## PROBLEM
Swap "Tag" for "Mark" in the items below, starting at the line that contains "Question. The photograph above contains instances of the man in" and ending with the last item, including both ends. Give only those lines again, with nothing else changed.

## ENTRIES SHOWN

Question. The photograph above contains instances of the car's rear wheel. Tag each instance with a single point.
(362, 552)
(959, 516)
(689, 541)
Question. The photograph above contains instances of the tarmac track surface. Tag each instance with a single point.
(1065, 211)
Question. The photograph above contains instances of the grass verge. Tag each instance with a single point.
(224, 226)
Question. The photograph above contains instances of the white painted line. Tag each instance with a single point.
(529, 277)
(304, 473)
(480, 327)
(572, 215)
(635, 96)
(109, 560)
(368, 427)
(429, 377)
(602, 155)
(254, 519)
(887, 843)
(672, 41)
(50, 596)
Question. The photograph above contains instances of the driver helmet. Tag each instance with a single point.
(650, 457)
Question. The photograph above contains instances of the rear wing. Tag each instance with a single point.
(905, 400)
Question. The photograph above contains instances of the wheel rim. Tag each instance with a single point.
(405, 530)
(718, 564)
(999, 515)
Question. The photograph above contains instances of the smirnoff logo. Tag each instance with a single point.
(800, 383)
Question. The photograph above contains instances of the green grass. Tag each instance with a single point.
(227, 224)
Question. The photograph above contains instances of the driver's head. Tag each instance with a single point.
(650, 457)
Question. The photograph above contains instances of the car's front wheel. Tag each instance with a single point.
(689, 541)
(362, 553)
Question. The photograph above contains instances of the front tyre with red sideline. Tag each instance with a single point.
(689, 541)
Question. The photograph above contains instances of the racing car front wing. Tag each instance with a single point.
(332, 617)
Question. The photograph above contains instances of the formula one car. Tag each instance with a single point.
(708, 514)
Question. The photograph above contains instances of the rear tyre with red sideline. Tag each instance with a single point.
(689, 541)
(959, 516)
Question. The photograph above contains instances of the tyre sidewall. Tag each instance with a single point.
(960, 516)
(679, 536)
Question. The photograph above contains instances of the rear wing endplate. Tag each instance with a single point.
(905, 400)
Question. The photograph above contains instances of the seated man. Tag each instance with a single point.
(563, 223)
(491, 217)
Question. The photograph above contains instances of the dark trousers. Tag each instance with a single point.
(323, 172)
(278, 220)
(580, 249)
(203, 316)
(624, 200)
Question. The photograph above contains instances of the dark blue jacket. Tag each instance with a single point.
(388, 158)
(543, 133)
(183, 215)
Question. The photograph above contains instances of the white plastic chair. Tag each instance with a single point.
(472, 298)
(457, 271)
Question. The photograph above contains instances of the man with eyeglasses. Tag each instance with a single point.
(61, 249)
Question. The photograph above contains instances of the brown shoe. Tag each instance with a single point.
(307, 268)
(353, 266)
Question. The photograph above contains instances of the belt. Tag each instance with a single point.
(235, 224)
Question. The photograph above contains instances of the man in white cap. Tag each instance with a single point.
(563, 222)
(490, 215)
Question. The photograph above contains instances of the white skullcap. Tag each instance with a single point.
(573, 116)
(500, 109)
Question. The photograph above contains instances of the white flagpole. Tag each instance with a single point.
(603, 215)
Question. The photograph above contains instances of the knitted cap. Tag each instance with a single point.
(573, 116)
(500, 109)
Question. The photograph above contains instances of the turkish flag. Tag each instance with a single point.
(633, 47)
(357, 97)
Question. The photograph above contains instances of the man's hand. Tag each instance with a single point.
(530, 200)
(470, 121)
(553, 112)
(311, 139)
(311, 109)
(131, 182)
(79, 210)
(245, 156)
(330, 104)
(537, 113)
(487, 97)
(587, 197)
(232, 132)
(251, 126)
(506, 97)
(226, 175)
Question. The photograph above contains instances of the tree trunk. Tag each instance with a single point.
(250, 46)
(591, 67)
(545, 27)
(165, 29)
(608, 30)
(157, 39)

## EXPECTED ANSWER
Question. The photograph above contains instances of the man in white cap. Mark each instance with a single point.
(563, 222)
(490, 215)
Question. The photograph above contains instances of the white skullcap. Mark each instance with a single point.
(573, 116)
(500, 109)
Question. The photograph above contains instances of the white flagpole. Mark each instance with a single point.
(603, 215)
Question. The photograph above contains instances of the knitted cap. Mark each instance with a single point.
(573, 116)
(500, 109)
Question. The photograph above contains instances of the turkish flag. Mark each instance with a single point.
(633, 47)
(357, 97)
Question. The photograph above contains instances of the man's hand. Mark each instance with a single point.
(530, 200)
(470, 121)
(553, 112)
(311, 139)
(311, 109)
(131, 182)
(79, 210)
(245, 156)
(330, 104)
(537, 113)
(487, 97)
(587, 197)
(232, 132)
(251, 126)
(506, 97)
(226, 175)
Question. The photograph above contains instances of the tree trunk. Mark each instance with a single point.
(250, 46)
(591, 67)
(545, 27)
(165, 29)
(608, 30)
(157, 39)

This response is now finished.